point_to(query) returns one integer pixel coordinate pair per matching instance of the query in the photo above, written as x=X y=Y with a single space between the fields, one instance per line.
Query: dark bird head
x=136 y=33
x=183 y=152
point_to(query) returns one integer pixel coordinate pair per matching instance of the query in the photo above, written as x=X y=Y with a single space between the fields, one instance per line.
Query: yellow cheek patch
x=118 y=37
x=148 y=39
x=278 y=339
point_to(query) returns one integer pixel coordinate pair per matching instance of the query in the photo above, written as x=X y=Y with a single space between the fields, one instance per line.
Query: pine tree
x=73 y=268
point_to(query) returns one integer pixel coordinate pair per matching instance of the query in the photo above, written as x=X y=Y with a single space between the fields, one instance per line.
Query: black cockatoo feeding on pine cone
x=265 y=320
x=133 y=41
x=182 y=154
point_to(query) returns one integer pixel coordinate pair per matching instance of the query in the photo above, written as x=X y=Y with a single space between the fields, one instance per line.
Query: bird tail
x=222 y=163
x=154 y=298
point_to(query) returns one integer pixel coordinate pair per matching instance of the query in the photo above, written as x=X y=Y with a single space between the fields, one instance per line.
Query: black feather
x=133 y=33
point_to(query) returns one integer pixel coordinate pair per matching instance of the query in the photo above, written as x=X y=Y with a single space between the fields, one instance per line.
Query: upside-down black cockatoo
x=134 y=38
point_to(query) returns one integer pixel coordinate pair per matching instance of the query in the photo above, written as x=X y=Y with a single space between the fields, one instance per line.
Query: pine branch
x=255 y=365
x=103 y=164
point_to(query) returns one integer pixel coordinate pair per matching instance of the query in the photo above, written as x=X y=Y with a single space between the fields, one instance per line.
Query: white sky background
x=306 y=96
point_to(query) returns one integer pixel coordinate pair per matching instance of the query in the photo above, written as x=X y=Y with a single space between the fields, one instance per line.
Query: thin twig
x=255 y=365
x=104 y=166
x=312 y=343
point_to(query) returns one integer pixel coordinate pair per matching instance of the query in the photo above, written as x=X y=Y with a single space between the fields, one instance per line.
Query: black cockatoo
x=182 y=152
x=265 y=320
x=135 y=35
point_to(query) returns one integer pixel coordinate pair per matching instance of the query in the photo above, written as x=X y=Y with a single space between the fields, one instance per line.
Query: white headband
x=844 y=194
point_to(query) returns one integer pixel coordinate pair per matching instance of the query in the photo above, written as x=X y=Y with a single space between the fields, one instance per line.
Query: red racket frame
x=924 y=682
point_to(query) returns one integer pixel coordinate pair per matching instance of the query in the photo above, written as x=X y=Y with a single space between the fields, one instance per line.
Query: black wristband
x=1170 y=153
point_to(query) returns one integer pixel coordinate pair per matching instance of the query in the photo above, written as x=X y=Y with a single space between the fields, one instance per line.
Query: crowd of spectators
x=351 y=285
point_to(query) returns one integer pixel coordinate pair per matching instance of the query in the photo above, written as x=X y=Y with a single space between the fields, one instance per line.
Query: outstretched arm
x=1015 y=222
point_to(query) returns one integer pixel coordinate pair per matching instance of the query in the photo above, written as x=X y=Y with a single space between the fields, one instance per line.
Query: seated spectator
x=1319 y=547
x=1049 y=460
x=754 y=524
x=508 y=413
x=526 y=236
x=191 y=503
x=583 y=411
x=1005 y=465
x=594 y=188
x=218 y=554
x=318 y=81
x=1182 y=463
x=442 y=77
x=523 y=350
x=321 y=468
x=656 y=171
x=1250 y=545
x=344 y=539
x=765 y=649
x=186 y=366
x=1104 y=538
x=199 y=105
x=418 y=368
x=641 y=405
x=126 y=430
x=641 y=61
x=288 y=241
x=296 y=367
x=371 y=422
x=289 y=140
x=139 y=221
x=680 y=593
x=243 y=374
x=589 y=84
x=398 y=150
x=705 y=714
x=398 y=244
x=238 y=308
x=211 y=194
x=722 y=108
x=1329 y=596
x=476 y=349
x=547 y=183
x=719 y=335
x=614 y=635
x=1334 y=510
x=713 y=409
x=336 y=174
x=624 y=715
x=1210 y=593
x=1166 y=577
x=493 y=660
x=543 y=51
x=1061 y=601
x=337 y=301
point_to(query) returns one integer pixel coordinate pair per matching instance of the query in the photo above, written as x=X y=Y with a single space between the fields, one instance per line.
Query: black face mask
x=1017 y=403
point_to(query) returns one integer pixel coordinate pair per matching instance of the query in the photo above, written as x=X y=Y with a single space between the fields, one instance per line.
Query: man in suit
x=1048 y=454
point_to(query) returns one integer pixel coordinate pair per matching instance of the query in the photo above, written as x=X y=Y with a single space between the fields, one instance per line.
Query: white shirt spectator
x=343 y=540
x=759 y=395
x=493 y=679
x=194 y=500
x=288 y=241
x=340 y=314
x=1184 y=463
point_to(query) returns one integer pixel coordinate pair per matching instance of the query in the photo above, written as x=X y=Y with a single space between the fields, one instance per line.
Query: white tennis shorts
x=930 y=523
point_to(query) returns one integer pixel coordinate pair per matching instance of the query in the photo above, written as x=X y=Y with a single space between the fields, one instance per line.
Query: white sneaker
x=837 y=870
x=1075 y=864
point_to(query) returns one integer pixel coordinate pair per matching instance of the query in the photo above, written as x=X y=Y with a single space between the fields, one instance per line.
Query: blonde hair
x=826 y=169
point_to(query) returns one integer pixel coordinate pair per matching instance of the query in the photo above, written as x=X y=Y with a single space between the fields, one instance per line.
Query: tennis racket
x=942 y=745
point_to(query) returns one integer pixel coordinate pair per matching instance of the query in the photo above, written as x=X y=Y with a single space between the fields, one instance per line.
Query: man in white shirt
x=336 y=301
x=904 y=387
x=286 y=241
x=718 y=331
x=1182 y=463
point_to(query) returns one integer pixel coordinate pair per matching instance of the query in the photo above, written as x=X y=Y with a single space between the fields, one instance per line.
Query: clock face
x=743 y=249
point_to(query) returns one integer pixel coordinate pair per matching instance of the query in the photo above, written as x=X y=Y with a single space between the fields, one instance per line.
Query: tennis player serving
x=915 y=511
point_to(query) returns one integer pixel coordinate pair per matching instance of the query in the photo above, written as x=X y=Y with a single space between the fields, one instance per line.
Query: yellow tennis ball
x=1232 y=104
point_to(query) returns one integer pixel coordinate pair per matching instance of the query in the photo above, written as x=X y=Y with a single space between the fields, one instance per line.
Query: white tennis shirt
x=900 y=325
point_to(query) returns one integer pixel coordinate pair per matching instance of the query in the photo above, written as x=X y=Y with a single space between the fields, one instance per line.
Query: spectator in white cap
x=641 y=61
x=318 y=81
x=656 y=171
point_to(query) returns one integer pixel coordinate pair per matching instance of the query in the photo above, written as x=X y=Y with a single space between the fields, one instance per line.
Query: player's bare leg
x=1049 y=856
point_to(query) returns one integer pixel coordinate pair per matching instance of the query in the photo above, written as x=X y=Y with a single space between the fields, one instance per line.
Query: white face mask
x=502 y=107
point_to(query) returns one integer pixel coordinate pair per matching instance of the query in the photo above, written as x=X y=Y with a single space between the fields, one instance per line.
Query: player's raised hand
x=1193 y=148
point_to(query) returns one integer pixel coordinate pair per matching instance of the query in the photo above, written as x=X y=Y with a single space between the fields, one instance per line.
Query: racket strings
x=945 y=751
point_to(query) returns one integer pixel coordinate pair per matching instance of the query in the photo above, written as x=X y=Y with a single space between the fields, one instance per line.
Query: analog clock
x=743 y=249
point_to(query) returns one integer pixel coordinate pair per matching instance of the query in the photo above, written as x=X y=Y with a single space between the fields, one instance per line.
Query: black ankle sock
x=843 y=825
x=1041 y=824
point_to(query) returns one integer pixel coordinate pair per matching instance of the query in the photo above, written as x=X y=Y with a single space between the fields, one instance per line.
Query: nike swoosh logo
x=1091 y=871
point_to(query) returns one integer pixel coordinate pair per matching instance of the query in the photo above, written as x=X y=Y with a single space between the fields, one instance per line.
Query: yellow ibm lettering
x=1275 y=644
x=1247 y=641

(Given instruction):
Extract every line of the lines above that contains the string "clock", matching case exactly.

(Response below):
Query: clock face
Query: analog clock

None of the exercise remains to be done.